(What to do)
In the passage on Doctor Who's 1980s decline, type out the text between "The best that" and "its misery altogether.", inclusive.

(Passage shown)
----------
Doctor Who’s eventual fall from grace in the 1980s was as rapid as it was inevitable. Post-Star Wars and a new era of big budget sci-fi cinema and high-concept American TV, the show was always living on borrowed time. When BBC One Controller Michael Grade – no lover of the genre in general and Doctor Who in particular – swung the axe in 1985, it was just over eighteen months since the show had been basking in the glow of its 20th anniversary celebrations and Doctor Who looked to have secured itself a permanent place in the BBC’s affections. But dipping ratings, a new Doctor (Colin Baker) scuppered by a dreadful garish costume and an abrasive personality and a new narrative skew that took the series into some dark, mean-minded areas left the show vulnerable to attack from powerful enemies within the Corporation. Doctor Who went on an enforced eighteen-month break in 1985 (Grade had been keen to axe the show totally and it was only given a brief reprieve thanks to the weight of public opinion and an outcry from the British media), a season’s worth of scripts were written off and a new approach was needed for what was to be a truncated fourteen episode twenty third season airing in 1986.

The best that producer John Nathan-Turner and script editor Eric Saward could come up with, bearing in mind they had a metaphorical gun to their heads, was to reflect the show’s standing at the BBC by putting the Doctor on trial by the Time Lords in a big spaceship. This had been done before of course (in the final Patrick Troughton episode back in 1969), but doing so again at a time of creative crisis for the show just demonstrated how close to the bottom of the barrel the production team had found themselves. Instead of a bold, confident, ballsy new approach to a tired old warhorse, they effectively took significant steps towards putting it out of its misery altogether.
----------
(Source material)
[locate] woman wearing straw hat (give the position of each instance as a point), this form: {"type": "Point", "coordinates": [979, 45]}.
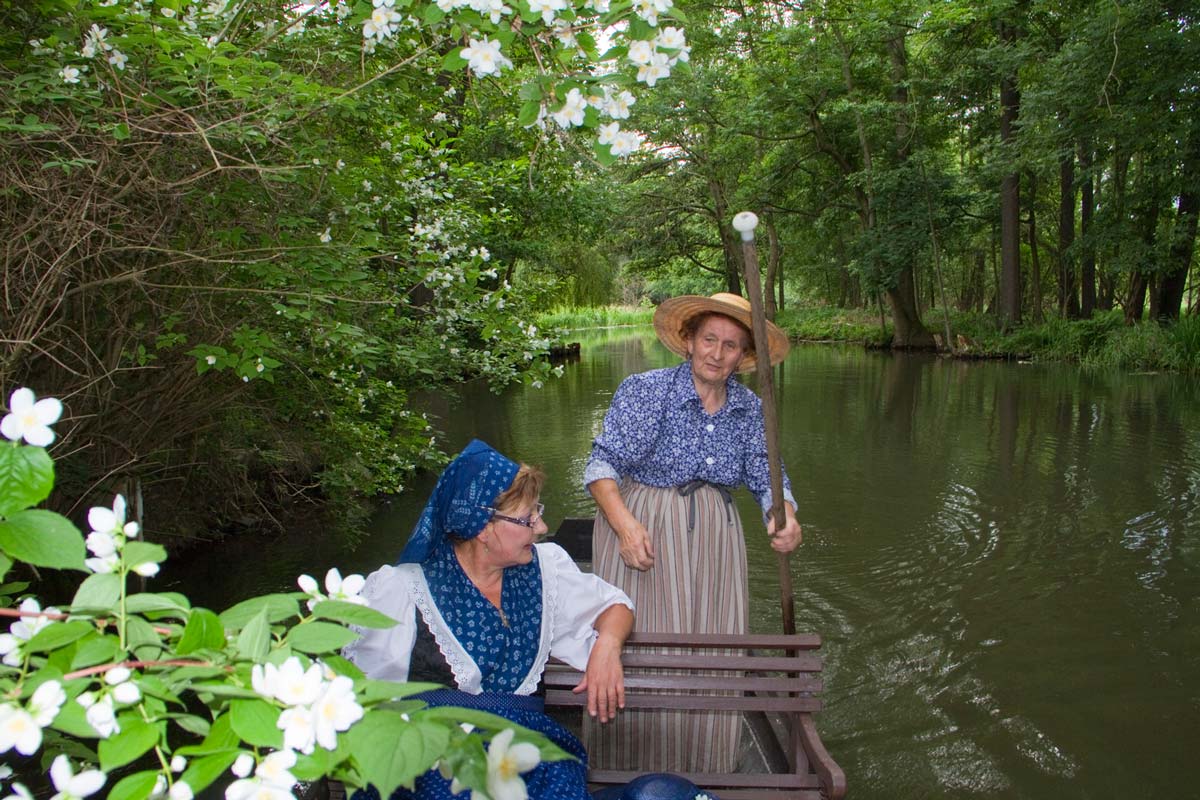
----------
(Exercise response)
The best that producer John Nathan-Turner and script editor Eric Saward could come up with, bearing in mind they had a metaphorical gun to their heads, was to reflect the show’s standing at the BBC by putting the Doctor on trial by the Time Lords in a big spaceship. This had been done before of course (in the final Patrick Troughton episode back in 1969), but doing so again at a time of creative crisis for the show just demonstrated how close to the bottom of the barrel the production team had found themselves. Instead of a bold, confident, ballsy new approach to a tired old warhorse, they effectively took significant steps towards putting it out of its misery altogether.